The emotion that surrounded Yorkshire's first Championship win in 13 years, leaving aside the rancour springing from Andrew Gale's suspension, has been understandable. One of the grandest old counties had not won anything since the 2002 C&G Trophy - a barren run during which every other county had claimed silverware of some form or another.
A 31st outright Championship gives Yorkshire a haul not far off double the next most successful, which is a statistic all the more remarkable for the gaps between the last two. The wait just ended was a mere baker's dozen, compared to what Wisden called "33 years of anguish" prior to Yorkshire's 2001 triumph.
That was a Baddiel and Skinner-worthy period of hurt but things quickly deteriorated again. When Colin Graves, Yorkshire's chairman, became involved in 2002, the club was on the brink of bankruptcy. "There have been a lot of low points but today makes it all worthwhile," Graves said after the pennant was clinched at Trent Bridge two weeks ago.
Two cathartic triumphs, twin peaks preceded by deep troughs - and there are other similarities. Wayne Clark, appointed coach shortly before the start of the 2001 season, brought an outsider's sense of perspective to the role, just as another Australian, Jason Gillespie, has with the current side. (Coincidentally, Gillespie was one of Wisden's Five Cricketers of the Year for 2001.) Both victories came as a result of strength in depth. The modern game is more squad-based, and this year Yorkshire used 19 different players; in 2001, that number stood at 25.

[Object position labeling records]
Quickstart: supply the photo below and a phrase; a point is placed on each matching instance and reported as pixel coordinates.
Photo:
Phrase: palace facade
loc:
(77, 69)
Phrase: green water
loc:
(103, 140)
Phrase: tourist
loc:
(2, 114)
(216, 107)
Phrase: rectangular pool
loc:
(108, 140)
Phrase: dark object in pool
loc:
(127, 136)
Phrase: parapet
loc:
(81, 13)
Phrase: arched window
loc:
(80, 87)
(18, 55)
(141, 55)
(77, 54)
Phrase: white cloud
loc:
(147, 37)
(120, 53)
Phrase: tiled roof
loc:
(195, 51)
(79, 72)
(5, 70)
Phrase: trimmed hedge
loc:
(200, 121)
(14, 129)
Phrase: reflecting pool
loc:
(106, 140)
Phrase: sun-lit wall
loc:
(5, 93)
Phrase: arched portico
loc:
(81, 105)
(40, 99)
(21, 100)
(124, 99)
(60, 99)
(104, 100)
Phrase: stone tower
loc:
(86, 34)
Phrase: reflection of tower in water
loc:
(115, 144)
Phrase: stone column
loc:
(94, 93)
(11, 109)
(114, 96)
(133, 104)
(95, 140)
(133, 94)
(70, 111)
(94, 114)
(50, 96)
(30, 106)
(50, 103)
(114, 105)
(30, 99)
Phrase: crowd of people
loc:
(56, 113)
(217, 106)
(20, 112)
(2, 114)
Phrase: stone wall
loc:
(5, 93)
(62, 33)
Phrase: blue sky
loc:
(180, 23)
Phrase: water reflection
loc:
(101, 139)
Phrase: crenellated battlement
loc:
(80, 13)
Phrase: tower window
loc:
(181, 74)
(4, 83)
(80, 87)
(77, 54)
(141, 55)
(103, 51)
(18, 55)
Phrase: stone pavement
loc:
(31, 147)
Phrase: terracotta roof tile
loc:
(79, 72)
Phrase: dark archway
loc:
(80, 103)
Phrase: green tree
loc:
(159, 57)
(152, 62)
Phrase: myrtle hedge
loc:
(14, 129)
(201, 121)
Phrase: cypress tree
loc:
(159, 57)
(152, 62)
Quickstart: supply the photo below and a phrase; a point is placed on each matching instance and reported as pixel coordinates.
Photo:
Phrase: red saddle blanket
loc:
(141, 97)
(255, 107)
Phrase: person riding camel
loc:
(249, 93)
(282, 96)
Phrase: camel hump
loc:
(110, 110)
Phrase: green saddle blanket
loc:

# Tasks to perform
[a] Revise the records from the line containing "Phrase: reflection of tower in water" through the end of the records, replacing "saddle blanket" with "saddle cloth" and leaving everything else unchanged.
[b] Carry on the account of Yorkshire's Championship win from its final sentence.
The cricket text and the records were taken from unrelated sources.

# Responses to the tasks
[a]
Phrase: reflection of tower in water
loc:
(115, 144)
Phrase: stone column
loc:
(94, 93)
(11, 109)
(114, 96)
(133, 104)
(95, 140)
(133, 94)
(70, 111)
(94, 114)
(50, 96)
(30, 106)
(50, 103)
(114, 105)
(30, 99)
Phrase: crowd of people
loc:
(56, 113)
(217, 106)
(20, 112)
(2, 114)
Phrase: stone wall
loc:
(5, 93)
(62, 33)
Phrase: blue sky
loc:
(180, 23)
Phrase: water reflection
loc:
(101, 139)
Phrase: crenellated battlement
loc:
(80, 13)
Phrase: tower window
loc:
(181, 74)
(4, 83)
(80, 87)
(77, 54)
(141, 55)
(103, 51)
(18, 55)
Phrase: stone pavement
loc:
(31, 147)
Phrase: terracotta roof tile
loc:
(79, 72)
Phrase: dark archway
loc:
(80, 103)
Phrase: green tree
loc:
(159, 57)
(152, 62)
Phrase: myrtle hedge
loc:
(14, 129)
(201, 121)
Phrase: cypress tree
loc:
(159, 57)
(152, 62)
Quickstart: supply the photo below and a phrase; a point is placed on each matching instance and reported as pixel coordinates.
Photo:
Phrase: red saddle cloth
loc:
(141, 97)
(255, 107)
Phrase: person riding camel
loc:
(249, 93)
(282, 96)
Phrase: camel hump
loc:
(110, 110)
Phrase: green saddle cloth
loc:

[b]
Dealing with England call-ups was a common feature, from Michael Vaughan, Darren Gough and Matthew Hoggard then to Joe Root, Gary Ballance and Liam Plunkett now. There is also the sense of expectation that weighs on the shoulders as soon as a Yorkshire player pulls on a White Rose sweater. In 2012, with Yorkshire in Division Two, Geoffrey Boycott declared the club had to be promoted so they could win the Championship the following year, to coincide with their 150th anniversary. Better late than never.
At the start of the 2000s, the weight of history was becoming a problem. David Byas had been Yorkshire captain for several years and felt the 2001 side was capable of breaking the run of failure. "To be part of the team that won it after such a length of time was very special," he says. "It doesn't get any better than that really." But it was a long journey.
"As that period got longer, the more pressure was heaped on," Byas says. "Especially when we had a good side and players were playing for England on a frequent basis. We had such depth, such a good squad, we could afford two or three players playing for England, as you find now. What they've done this year pretty much mirrors what we did in 2001."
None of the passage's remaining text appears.